Stoddart was born in Diamond Harbour, Canterbury, New Zealand in 1865, one of six children born to Mark Pringle Stoddart (1819-1885) and Anna Barbara (née Schjott). Her grandfather (Mark Stoddart's father) was Admiral Pringle Stoddart, a British Royal Navy officer. Her uncle was the Scottish poet Thomas Tod Stoddart. The family moved back to Scotland in 1876, and Stoddart attended Edinburgh Ladies' College there. When she was 14 her family returned to New Zealand, moving to Fendalton in Christchurch.

When the Canterbury College School of Art (now known as the Ilam School of Fine Arts) opened in 1882, Stoddart enrolled, and completed her studies in 1890. She was awarded the Second Grade Full Certificate. During this period she became a member of the Palette Club, an association of artists who were committed to working from nature.

==Career==
Stoddart began establishing a reputation as one of the country's foremost flower painters, and in 1885 was elected to the council of the Canterbury Society of Arts. In 1886 and 1891 she visited friends in the Chatham Islands. There she recorded the islands vegetation. Her travels were recorded in an album which was later presented to the Canterbury Museum.

Respected institutions began buying her work. In 1885 the Canterbury Society of Arts bought two of her flower paintings for its permanent collection. In 1890, 12 of her botanical paintings were acquired by the Canterbury Museum. She also exhibited at the Auckland Society of Arts in 1892. In 1894 she travelled to Melbourne, where with support from Ellis Rowan, the Australian flower painter, she held a successful exhibition.

Around 1898 Stoddart sailed for England. She stayed in London before moving to live at St Ives in Cornwall, at the time hosting a colony of artists. She spent over nine years painting in Europe, living not only in England, but also France and Italy. Shortly after her arrival, in 1898 or 1899, she went to Norway. She visited France and spent almost a year in Italy in 1905/06. She took lessons from Norman Garstin, Louis Grier and Charles Lasal amongst others and was strongly influenced by the Impressionist movement.

-- -- --

EXERCISE SET
1. Translate this sentence from the Stoddart biography into Spanish: "Respected institutions began buying her work."
2. Output everything in the Stoddart biography from "When the Canterbury" down to "working from nature.", copied word for word.
None of the data is needed here.

[Records from a collection]
-- -- --

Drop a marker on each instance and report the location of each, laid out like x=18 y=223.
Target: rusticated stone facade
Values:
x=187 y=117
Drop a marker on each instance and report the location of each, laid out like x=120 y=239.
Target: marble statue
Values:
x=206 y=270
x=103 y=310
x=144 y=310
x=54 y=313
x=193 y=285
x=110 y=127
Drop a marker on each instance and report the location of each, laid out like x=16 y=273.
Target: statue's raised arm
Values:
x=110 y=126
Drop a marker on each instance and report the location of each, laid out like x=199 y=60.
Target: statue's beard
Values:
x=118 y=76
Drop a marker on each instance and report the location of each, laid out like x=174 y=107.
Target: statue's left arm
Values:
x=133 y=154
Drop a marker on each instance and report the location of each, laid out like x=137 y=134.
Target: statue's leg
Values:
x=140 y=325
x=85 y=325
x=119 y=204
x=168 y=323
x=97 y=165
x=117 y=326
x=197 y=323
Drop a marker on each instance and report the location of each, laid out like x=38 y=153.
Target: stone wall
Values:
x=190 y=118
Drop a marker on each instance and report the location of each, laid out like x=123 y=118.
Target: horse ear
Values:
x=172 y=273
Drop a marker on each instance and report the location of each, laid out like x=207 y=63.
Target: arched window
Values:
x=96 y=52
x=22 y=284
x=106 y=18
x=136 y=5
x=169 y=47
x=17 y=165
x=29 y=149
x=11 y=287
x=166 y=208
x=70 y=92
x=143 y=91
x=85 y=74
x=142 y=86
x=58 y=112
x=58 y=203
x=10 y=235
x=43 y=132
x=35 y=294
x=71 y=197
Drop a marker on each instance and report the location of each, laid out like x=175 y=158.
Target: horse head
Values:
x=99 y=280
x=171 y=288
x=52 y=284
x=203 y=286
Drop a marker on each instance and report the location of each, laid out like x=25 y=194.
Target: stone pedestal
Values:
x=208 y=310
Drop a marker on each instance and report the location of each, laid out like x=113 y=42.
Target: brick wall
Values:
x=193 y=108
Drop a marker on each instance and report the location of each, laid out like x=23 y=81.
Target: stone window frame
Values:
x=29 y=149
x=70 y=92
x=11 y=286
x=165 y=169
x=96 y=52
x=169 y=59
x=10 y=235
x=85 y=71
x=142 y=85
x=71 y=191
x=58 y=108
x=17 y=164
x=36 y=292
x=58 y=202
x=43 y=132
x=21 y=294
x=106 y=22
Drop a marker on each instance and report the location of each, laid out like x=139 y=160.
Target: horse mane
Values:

-- -- --

EXPECTED RESULTS
1. Instituciones respetadas comenzaron a comprar su obra.

2.
When the Canterbury College School of Art (now known as the Ilam School of Fine Arts) opened in 1882, Stoddart enrolled, and completed her studies in 1890. She was awarded the Second Grade Full Certificate. During this period she became a member of the Palette Club, an association of artists who were committed to working from nature.